● **RECORDS FOR THIS EXERCISE**:
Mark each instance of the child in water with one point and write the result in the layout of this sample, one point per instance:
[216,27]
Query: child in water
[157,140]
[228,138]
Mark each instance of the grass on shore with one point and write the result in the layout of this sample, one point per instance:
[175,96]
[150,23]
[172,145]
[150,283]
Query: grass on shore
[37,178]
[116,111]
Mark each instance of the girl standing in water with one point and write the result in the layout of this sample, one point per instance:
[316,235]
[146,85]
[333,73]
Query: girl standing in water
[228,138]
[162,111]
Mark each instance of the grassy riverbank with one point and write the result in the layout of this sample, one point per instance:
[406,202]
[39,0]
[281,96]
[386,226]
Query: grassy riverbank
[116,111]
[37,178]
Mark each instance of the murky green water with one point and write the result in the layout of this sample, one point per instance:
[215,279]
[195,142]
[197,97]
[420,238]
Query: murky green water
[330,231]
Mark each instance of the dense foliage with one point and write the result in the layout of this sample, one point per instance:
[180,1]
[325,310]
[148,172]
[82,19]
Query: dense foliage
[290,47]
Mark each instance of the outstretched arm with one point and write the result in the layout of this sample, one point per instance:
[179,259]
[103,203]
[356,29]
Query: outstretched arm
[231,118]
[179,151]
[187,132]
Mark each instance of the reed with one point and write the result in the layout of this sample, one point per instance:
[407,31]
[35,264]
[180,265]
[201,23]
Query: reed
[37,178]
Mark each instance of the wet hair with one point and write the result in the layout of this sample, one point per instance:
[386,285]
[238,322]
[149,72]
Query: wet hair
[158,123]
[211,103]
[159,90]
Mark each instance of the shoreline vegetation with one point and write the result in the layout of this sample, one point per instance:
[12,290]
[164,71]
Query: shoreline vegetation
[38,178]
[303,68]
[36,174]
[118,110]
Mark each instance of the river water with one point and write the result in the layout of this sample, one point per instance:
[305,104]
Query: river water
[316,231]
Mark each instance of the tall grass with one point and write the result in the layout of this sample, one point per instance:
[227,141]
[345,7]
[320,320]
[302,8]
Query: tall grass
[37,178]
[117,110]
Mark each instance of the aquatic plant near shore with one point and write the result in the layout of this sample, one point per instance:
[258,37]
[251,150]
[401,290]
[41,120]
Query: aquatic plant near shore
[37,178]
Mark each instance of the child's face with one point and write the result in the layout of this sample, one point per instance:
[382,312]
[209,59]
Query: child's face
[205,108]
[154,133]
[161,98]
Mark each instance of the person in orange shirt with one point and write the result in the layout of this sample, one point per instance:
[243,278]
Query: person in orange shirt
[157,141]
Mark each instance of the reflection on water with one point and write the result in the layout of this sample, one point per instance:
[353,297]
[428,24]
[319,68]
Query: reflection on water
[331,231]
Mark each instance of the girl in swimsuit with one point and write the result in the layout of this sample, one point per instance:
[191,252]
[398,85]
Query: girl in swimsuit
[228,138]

● **SET EXERCISE**:
Set out the stretch of the material from the line containing "Mark each instance of the reflection" through its last line as a numbered list, skipping any blank lines.

● **FINISHED EXERCISE**:
1. Mark each instance of the reflection on water with one point and write the result in the layout of this sample, one point per instance:
2. [353,297]
3. [428,24]
4. [319,68]
5. Query: reflection on water
6. [331,231]
7. Mark each instance of the girl in swimsuit with one point and write the result in the layout of this sample, one point per instance:
8. [191,252]
9. [398,85]
10. Query: girl in swimsuit
11. [228,138]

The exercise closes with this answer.